Provided text —
################
Manage Benchmarks#
List, retrieve, and delete evaluation benchmarks using the NeMo Platform Python SDK.
import os
from nemo_platform import NeMoPlatform
client = NeMoPlatform(
base_url=os.environ.get("NMP_BASE_URL", "http://localhost:8080"),
workspace="default",
)
List Benchmarks#
List all available evaluation benchmarks in a workspace, including both industry benchmarks and custom user-defined benchmarks.
Basic Usage#
# List all benchmarks in the current workspace
benchmarks = client.evaluation.benchmarks.list()
for benchmark in benchmarks:
print(f"{benchmark.name}: {benchmark.description}")
Pagination#
Control the number of results returned per page and navigate through multiple pages of results.
################
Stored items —
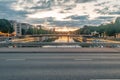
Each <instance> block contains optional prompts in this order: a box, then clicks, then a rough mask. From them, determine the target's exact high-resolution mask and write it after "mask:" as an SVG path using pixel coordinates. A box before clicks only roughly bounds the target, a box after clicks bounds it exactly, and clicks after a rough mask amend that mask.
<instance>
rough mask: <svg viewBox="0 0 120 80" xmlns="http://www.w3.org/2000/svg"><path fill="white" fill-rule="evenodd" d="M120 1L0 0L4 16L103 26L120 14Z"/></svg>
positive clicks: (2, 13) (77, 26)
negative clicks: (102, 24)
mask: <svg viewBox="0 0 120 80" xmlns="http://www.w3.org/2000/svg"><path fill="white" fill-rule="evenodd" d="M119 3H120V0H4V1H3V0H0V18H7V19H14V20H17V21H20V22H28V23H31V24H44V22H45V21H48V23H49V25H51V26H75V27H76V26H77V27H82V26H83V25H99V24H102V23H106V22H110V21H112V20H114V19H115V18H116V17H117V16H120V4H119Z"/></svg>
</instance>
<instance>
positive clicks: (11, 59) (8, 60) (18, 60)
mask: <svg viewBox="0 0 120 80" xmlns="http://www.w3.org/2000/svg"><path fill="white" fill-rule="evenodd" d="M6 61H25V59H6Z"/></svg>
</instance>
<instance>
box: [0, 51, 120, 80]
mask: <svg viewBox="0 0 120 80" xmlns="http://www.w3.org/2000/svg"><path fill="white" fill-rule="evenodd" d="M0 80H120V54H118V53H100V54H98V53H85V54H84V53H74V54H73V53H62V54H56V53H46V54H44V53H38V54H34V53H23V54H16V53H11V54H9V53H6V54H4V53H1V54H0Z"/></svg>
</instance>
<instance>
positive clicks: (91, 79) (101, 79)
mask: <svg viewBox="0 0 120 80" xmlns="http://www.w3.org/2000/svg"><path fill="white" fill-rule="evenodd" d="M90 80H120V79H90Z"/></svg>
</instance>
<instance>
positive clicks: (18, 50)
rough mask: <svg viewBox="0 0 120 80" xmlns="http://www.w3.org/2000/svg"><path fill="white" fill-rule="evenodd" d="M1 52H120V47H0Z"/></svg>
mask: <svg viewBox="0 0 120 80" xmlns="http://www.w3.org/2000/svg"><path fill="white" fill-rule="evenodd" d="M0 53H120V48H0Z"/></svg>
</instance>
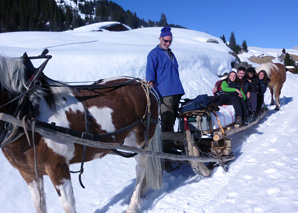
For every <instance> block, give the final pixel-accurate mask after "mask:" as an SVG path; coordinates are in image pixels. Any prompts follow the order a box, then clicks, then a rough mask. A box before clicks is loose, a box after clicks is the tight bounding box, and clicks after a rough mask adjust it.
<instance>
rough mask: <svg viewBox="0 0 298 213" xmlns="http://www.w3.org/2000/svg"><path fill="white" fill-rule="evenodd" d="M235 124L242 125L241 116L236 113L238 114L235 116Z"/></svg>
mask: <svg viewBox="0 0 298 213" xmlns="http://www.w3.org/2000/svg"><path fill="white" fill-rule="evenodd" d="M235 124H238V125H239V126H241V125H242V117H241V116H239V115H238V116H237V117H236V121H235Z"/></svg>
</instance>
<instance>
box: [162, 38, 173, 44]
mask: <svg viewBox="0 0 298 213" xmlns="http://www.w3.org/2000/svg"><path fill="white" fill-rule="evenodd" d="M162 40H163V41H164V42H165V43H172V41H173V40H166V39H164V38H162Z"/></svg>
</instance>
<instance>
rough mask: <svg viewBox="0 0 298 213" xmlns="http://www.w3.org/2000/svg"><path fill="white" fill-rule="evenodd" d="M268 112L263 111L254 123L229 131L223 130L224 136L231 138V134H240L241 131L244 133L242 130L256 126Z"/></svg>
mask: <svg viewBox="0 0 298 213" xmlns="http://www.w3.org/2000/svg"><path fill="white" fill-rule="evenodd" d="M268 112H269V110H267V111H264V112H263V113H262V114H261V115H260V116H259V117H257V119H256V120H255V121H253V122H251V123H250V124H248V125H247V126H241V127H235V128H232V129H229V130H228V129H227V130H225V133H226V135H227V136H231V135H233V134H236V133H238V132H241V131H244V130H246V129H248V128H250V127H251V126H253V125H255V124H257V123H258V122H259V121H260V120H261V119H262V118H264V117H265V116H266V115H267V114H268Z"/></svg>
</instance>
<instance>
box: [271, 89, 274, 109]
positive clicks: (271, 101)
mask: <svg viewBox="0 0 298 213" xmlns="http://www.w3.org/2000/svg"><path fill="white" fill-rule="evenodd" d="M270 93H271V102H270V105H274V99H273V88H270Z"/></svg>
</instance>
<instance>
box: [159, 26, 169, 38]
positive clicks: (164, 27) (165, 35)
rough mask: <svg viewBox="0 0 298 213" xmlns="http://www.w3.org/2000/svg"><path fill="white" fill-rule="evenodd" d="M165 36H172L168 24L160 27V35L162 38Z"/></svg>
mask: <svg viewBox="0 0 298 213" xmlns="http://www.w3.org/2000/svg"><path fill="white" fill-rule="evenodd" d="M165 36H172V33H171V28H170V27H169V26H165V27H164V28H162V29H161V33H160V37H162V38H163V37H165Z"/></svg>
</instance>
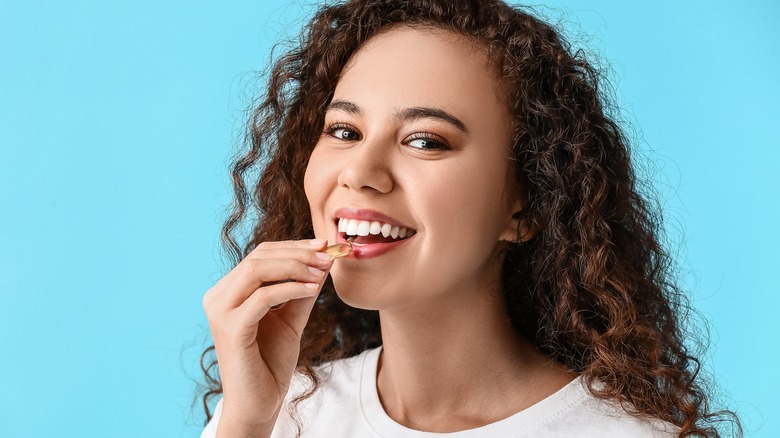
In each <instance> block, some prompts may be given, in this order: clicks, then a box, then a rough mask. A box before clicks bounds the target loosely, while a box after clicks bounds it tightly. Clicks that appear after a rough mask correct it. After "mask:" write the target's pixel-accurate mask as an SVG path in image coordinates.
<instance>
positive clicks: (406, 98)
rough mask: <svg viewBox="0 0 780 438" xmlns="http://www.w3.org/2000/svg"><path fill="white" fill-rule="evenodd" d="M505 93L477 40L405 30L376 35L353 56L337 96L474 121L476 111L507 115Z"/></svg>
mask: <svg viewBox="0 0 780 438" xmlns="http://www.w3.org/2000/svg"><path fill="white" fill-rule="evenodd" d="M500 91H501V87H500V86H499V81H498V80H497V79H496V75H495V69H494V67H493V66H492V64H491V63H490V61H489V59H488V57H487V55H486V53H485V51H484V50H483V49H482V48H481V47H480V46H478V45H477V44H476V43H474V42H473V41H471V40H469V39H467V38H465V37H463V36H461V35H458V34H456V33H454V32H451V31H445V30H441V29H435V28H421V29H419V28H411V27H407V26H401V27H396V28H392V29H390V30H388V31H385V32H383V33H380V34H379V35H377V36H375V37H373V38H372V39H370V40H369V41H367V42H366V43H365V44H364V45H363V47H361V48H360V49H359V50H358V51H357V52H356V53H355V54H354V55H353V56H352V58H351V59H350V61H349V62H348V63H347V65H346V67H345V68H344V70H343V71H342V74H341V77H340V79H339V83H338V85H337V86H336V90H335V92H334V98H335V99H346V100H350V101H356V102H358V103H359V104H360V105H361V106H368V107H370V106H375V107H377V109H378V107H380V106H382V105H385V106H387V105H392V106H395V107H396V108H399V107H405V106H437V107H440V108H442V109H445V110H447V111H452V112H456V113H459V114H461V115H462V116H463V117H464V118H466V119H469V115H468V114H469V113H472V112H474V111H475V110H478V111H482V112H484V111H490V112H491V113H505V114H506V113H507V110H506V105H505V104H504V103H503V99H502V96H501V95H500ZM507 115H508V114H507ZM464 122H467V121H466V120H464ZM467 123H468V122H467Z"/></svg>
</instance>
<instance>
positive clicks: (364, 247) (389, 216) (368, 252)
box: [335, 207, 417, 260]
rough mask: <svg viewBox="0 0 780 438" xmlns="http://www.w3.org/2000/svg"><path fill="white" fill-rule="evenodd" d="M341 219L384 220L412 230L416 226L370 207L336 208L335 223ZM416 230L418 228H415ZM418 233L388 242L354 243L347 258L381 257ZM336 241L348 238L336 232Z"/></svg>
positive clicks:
################
Directions for this task — According to the text on managing benchmarks, what default base URL does the client use when the NMP_BASE_URL environment variable is not set?

Solved problem — http://localhost:8080